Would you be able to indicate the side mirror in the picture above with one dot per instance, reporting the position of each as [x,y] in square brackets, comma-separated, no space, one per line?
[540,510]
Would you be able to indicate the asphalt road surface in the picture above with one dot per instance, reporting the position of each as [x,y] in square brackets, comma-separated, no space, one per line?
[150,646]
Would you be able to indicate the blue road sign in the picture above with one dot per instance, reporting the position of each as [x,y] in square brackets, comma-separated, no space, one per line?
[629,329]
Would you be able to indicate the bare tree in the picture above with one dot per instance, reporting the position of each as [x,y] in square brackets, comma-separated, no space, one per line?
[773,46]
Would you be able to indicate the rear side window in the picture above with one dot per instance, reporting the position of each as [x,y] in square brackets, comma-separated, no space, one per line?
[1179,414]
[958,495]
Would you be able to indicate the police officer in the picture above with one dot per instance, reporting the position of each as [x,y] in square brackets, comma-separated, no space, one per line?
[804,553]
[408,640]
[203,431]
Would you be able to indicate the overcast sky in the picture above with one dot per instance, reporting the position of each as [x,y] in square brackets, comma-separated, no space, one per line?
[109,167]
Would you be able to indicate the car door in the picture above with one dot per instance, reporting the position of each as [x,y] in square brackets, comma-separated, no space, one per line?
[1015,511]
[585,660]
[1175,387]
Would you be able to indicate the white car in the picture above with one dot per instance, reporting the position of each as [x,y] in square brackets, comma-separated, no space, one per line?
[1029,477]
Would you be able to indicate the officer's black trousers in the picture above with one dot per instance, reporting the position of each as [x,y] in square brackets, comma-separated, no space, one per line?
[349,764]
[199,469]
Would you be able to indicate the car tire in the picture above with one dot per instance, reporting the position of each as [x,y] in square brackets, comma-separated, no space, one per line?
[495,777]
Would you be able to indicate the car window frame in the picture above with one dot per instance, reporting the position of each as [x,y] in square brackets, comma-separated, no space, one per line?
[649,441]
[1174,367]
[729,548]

◆ SET PROBLEM: Present every one of the items above as a numbered list, leaving out any blank lines.

◆ PROBLEM SOLUTION:
1. Would you be able to indicate the side mirror in the picture above with one dot per instance, reporting the position of each as [x,y] in square brackets, comma-separated, no space, one per line?
2. [540,510]
3. Would you be able to indicate the asphalt road surface in the picture above with one dot per instance, reporting the position of each as [x,y] in square brackets, comma-separated, no space, one per line?
4. [150,646]
5. Would you be able to indicate the blue road sign in the picture above with one dot per instance, reporting the position of each as [x,y] in square brackets, comma-separated, no space, one per line?
6. [629,329]
7. Would you be able to indicate the bare tree in the picture above with one dot per instance, reporting the position of each as [x,y] in square brackets, comma-separated, no space, one per line?
8. [773,46]
9. Would you be able to indicate the rear side window in the picture above with one dot per instance, reporting the position of each as [x,y] in square brackets, comma-separated, no space, one per line?
10. [1179,414]
11. [958,495]
12. Would you be able to indicate the police officer in the picture above with one dot per instance, reporting the position of each as [x,y] in square brackets, comma-separated, no space, one per line?
13. [804,553]
14. [408,640]
15. [203,431]
16. Would you be able to indicate the overcast sky in the picture above with one dot per instance, reporting the position of each as [x,y] in square brackets, comma-separated, no space, one per line?
17. [109,167]
18. Would you be able to indicate the car door in the picture above with one dot per instance, reporting the position of each as [x,y] in square brackets, comma-separated, no space, one per line?
19. [1015,511]
20. [585,660]
21. [1175,387]
22. Would you be able to indicate the white car in the picture above with one dot per instance, reporting the position of each as [x,y] in square brackets, comma-separated, no space, one per line?
23. [1029,477]
24. Would you be able to indicate the officer's black trousers in the picture above with one dot per instance, reporting the position of each as [x,y] in square brackets, comma-separated, no space, one per line?
25. [349,764]
26. [199,469]
27. Would you be able to indicate the car tire in the picture above with one dot per instance, reporting the position of each as [x,y] in square brackets, comma-separated, no space, one per line?
28. [495,777]
29. Would you be able to indicate the car window frame in the picture above with one dot per instance, reporting the position of each as [x,y] in square brackets, comma-separated, no space, one per line?
30. [649,441]
31. [1174,367]
32. [729,548]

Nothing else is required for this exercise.